Problem — Find the line containing "Put a marker on every instance of the man's ear". Return it and every line after it, unchanged, up to and including the last line.

Data entries —
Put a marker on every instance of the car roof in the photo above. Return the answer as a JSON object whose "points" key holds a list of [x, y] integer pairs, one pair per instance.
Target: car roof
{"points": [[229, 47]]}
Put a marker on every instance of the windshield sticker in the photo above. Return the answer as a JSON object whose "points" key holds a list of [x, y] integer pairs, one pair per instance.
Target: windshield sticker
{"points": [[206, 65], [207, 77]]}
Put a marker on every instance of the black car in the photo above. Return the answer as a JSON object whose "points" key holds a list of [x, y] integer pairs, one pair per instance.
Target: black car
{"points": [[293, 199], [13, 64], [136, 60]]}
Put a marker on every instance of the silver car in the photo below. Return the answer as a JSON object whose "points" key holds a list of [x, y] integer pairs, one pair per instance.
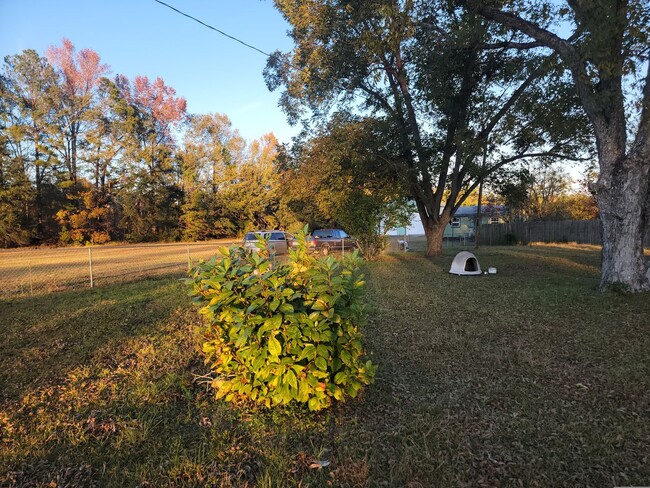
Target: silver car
{"points": [[277, 241]]}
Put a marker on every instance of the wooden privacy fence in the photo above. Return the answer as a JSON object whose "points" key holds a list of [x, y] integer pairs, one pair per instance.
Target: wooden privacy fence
{"points": [[580, 231]]}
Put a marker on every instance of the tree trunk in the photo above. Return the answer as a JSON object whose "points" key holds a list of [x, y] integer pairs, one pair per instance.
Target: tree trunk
{"points": [[622, 198], [434, 231]]}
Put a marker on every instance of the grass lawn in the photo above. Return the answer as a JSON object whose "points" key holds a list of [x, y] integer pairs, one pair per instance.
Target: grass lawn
{"points": [[529, 377]]}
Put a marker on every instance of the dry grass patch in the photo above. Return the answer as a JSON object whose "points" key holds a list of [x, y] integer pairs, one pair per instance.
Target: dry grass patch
{"points": [[529, 377]]}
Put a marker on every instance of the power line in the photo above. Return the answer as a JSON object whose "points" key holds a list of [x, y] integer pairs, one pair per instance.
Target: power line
{"points": [[215, 29], [272, 56]]}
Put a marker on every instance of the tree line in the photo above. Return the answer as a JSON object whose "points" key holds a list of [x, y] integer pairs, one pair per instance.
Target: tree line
{"points": [[88, 158], [464, 89]]}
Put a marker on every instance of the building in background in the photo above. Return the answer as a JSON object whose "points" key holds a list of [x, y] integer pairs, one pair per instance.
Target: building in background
{"points": [[462, 225]]}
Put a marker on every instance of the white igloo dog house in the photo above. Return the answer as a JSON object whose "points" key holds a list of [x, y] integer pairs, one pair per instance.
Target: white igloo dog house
{"points": [[466, 264]]}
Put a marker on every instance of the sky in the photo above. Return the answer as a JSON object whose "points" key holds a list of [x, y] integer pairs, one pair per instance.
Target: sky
{"points": [[142, 37]]}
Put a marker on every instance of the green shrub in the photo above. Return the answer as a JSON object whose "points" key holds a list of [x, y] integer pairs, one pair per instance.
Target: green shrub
{"points": [[278, 332]]}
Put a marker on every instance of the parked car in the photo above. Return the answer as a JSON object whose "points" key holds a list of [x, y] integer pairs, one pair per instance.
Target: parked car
{"points": [[277, 241], [332, 240]]}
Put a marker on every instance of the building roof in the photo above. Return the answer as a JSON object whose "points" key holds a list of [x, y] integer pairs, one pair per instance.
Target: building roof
{"points": [[470, 210]]}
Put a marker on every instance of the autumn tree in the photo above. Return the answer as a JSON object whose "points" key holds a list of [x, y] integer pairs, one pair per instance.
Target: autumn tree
{"points": [[434, 74], [28, 174], [345, 176], [606, 54], [211, 147], [150, 195], [79, 74]]}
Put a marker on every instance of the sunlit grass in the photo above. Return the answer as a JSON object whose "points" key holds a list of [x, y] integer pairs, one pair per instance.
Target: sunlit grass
{"points": [[526, 377]]}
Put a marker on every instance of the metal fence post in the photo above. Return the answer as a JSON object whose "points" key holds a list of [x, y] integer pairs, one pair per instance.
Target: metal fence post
{"points": [[90, 265], [31, 279]]}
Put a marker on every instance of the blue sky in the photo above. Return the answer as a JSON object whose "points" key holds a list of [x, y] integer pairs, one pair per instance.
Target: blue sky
{"points": [[142, 37]]}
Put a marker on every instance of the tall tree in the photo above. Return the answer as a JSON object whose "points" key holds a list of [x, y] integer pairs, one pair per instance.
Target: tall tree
{"points": [[28, 170], [150, 195], [345, 177], [429, 71], [607, 56], [211, 147], [79, 74]]}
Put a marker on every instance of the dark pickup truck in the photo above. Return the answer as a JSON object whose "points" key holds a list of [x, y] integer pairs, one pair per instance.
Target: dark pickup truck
{"points": [[332, 240]]}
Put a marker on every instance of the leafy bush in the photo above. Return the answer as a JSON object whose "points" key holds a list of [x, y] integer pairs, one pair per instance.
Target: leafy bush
{"points": [[281, 332]]}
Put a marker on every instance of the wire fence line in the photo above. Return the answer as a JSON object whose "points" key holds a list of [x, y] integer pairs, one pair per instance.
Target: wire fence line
{"points": [[36, 271], [578, 231]]}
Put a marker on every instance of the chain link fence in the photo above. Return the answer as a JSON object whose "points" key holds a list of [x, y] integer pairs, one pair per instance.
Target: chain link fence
{"points": [[36, 271]]}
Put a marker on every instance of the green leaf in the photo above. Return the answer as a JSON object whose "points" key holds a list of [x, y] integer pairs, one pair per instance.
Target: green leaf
{"points": [[291, 380], [274, 346], [321, 363]]}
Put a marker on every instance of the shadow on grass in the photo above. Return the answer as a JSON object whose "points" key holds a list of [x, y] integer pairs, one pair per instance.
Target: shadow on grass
{"points": [[119, 405], [518, 378], [48, 335]]}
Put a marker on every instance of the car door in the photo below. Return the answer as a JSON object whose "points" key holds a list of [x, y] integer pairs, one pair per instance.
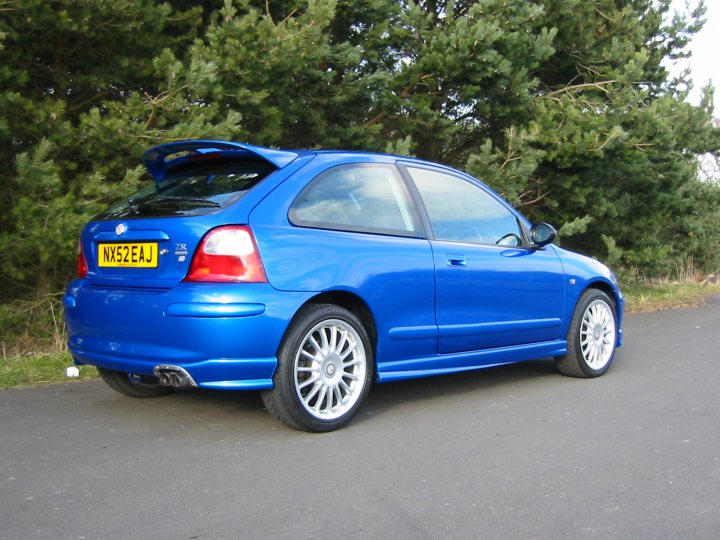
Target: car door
{"points": [[492, 289]]}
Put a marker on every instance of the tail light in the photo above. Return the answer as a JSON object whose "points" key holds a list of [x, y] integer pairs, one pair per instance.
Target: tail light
{"points": [[227, 254], [82, 263]]}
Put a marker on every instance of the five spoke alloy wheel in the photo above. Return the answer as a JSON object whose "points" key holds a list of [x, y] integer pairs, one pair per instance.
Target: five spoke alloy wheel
{"points": [[592, 337], [324, 371]]}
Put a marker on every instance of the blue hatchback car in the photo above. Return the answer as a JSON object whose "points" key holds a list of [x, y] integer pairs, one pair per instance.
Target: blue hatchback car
{"points": [[309, 275]]}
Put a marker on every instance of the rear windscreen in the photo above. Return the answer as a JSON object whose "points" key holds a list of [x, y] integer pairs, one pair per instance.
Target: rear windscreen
{"points": [[192, 189]]}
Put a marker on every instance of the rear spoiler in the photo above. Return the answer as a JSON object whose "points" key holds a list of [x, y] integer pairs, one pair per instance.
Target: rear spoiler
{"points": [[157, 163]]}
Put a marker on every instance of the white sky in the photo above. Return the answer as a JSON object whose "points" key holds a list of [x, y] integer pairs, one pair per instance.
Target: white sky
{"points": [[705, 48]]}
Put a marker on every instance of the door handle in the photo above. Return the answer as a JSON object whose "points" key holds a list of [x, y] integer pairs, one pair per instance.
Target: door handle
{"points": [[456, 259]]}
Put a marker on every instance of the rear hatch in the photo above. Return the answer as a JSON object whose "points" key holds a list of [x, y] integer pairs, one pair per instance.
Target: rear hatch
{"points": [[149, 238]]}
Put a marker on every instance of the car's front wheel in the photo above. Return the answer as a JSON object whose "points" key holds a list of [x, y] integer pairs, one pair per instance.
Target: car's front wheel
{"points": [[325, 368], [133, 385], [592, 337]]}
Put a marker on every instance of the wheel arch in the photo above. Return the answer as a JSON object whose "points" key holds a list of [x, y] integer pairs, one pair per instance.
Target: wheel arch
{"points": [[607, 289], [354, 304]]}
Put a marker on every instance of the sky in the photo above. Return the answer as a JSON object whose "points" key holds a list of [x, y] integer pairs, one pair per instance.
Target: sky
{"points": [[705, 48]]}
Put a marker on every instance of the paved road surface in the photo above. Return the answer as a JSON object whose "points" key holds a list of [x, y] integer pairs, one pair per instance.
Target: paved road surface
{"points": [[513, 452]]}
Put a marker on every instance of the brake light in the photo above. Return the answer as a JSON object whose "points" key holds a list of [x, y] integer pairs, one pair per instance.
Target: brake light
{"points": [[82, 263], [227, 254]]}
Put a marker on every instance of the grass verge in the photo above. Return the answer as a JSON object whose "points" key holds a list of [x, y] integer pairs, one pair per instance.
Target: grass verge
{"points": [[39, 369], [642, 297]]}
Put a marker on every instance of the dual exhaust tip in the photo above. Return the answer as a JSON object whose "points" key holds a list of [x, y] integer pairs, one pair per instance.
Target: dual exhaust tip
{"points": [[173, 376]]}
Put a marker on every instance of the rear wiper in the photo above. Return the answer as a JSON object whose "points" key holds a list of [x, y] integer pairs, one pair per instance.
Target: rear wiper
{"points": [[161, 199]]}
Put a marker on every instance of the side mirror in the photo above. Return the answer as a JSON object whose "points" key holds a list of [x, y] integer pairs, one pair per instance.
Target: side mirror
{"points": [[542, 234]]}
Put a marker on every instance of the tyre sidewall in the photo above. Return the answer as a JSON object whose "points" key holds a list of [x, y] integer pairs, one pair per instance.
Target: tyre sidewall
{"points": [[586, 299]]}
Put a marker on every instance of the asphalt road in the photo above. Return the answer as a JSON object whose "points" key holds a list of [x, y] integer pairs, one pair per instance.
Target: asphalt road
{"points": [[512, 452]]}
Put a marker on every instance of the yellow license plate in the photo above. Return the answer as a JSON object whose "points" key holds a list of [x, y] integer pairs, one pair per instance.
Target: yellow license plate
{"points": [[134, 255]]}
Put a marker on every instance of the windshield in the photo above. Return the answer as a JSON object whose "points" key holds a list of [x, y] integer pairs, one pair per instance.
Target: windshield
{"points": [[192, 190]]}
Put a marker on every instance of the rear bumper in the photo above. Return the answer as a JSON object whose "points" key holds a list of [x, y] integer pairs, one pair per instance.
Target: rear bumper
{"points": [[224, 336]]}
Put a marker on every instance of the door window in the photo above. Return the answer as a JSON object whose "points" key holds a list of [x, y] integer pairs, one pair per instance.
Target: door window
{"points": [[464, 212], [358, 197]]}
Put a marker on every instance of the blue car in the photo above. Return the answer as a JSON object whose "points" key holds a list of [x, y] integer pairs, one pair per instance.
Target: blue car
{"points": [[309, 275]]}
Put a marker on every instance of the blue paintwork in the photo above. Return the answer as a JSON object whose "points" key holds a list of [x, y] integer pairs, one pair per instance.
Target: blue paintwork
{"points": [[434, 307]]}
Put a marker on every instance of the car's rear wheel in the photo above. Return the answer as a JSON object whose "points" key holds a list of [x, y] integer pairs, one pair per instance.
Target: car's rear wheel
{"points": [[592, 337], [133, 385], [325, 367]]}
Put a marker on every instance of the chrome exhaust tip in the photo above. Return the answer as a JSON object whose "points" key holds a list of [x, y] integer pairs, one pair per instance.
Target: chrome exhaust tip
{"points": [[173, 376]]}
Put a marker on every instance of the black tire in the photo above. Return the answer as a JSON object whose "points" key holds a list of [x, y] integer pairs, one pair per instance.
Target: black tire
{"points": [[592, 337], [325, 369], [133, 385]]}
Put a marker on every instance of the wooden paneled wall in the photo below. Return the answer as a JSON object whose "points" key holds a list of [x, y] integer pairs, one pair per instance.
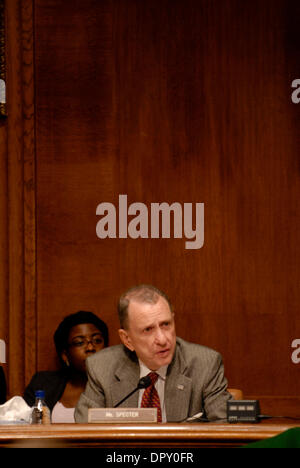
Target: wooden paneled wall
{"points": [[164, 101]]}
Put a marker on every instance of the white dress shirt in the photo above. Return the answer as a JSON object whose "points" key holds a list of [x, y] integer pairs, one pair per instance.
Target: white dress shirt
{"points": [[159, 385]]}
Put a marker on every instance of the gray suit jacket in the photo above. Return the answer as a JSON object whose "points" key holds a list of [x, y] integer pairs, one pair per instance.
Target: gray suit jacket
{"points": [[195, 382]]}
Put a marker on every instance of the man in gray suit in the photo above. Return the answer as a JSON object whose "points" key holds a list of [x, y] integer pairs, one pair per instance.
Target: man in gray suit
{"points": [[190, 376]]}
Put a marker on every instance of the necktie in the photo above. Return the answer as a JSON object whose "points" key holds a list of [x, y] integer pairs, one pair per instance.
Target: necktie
{"points": [[150, 396]]}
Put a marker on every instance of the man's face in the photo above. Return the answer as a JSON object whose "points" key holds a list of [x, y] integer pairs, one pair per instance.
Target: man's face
{"points": [[150, 333]]}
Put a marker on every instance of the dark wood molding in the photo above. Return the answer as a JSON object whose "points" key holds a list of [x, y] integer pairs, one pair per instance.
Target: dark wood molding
{"points": [[21, 195]]}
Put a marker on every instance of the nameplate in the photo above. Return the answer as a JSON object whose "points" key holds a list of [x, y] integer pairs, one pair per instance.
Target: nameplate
{"points": [[122, 415]]}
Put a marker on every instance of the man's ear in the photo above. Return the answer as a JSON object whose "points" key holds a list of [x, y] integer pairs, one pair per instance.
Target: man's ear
{"points": [[124, 337]]}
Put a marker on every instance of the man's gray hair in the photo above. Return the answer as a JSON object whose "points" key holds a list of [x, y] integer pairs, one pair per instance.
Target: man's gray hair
{"points": [[143, 293]]}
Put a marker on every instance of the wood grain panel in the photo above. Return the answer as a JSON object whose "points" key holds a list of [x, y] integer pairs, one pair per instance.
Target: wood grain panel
{"points": [[167, 100]]}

Exercise result —
Put a marker on every instance of the man's ear in the photo above. Return the answer as a JSON object whose "points" key holds a list of [x, y] integer pairs, one pair per instance.
Target: man's ear
{"points": [[124, 337]]}
Put a marker on every instance of the man's gray hair in the photo above. Return the answer as a JSON object whose "points" key holds a list of [x, y] integer pairs, one pair per instance.
Target: man's gray hair
{"points": [[143, 293]]}
Put a marker on every instance of the wood grain panel in the photo above. Return the answer as a JSON object whose "points" key holds a list of [x, y] integer pairs, one pair per instance.
Target: wood grain panel
{"points": [[167, 100]]}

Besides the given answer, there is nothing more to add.